Finally, with the rise of "piping" (Wickham 2016), we have integrated functionality that allows the table to be part of a bigger pipeline. When in a pipeline, the function auto-detects the pipe, prints the table and invisibly returns the original data so that it can continue to be used in subsequent functions. For example,

d1 %>%
  filter(age > 20) %>%
  table1(gender, age, active, marijuana, illicit, down, 
         splitby = ~overweight,
         test = TRUE,
         output = "text2",
         type = c("simple", "condense")) %>%
  lm(overweight ~ age + gender, data = .)

In the end, these simple tables provide several pieces of important information. Without needing any advanced modeling, we already have an idea of several relationships among the study variables. For example, several demographic and psychosocial factors are related to the designation by a doctor as being overweight, including trouble sleeping and feeling down. These insights can inform model building and follow-up visualizations. table1(), in conjunction with other summary techniques (e.g. the base function summary in R), provides a quick and broad understanding of the patterns and relationships in the data.

Easy communication of descriptive statistics

In addition to the power of exploratory data analysis in informing statistical modeling, table1() is an important tool in scientific communication. For this reason, it was equipped with several output formatting features.3 Five that are particularly useful are discussed below.

» Source material:
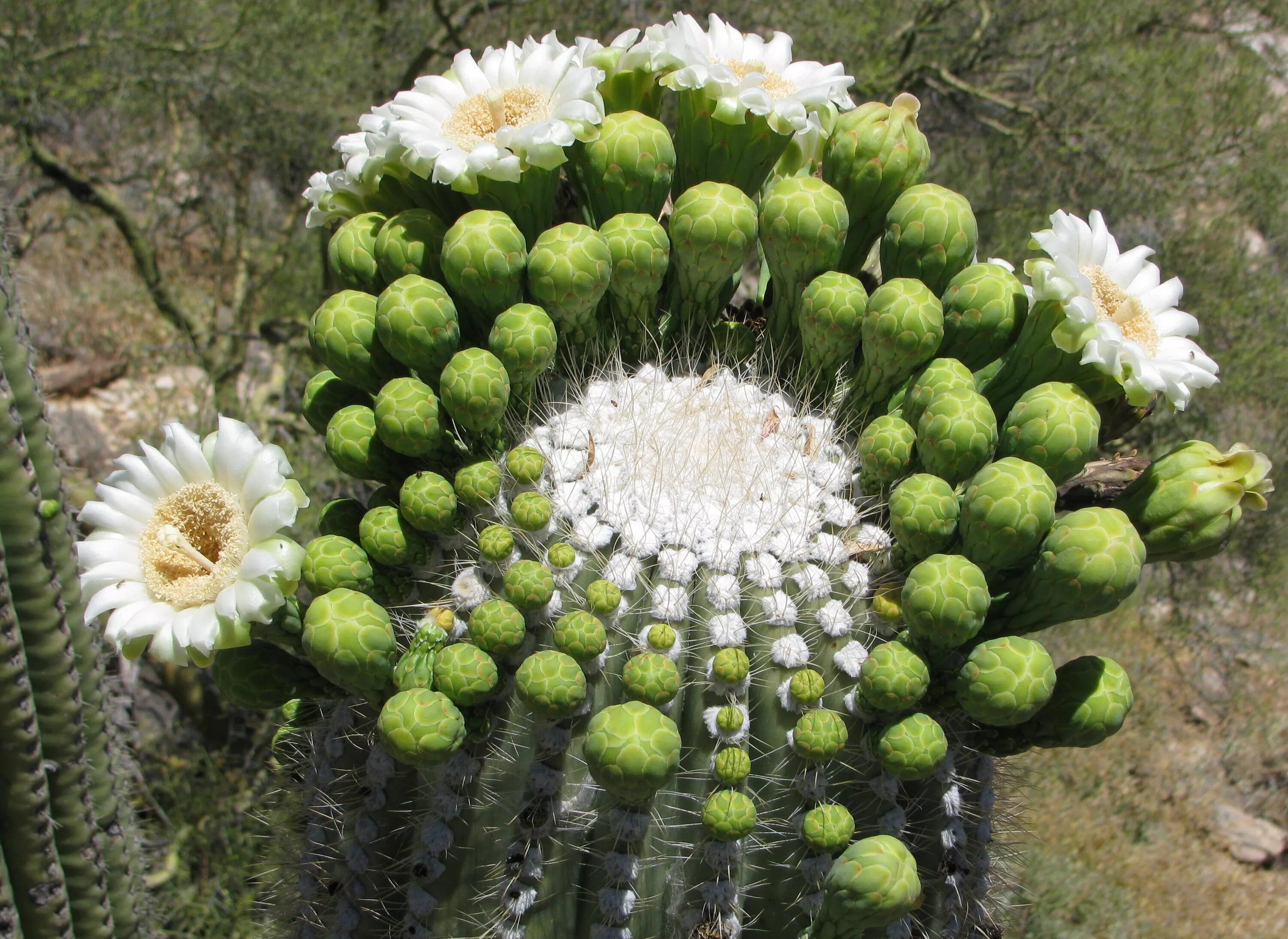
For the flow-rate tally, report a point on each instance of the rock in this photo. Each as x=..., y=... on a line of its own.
x=1251, y=840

» The task: Return everything in the table1() text from "In the end, these" down to "in the data.", copied word for word.

» Worked answer:
In the end, these simple tables provide several pieces of important information. Without needing any advanced modeling, we already have an idea of several relationships among the study variables. For example, several demographic and psychosocial factors are related to the designation by a doctor as being overweight, including trouble sleeping and feeling down. These insights can inform model building and follow-up visualizations. table1(), in conjunction with other summary techniques (e.g. the base function summary in R), provides a quick and broad understanding of the patterns and relationships in the data.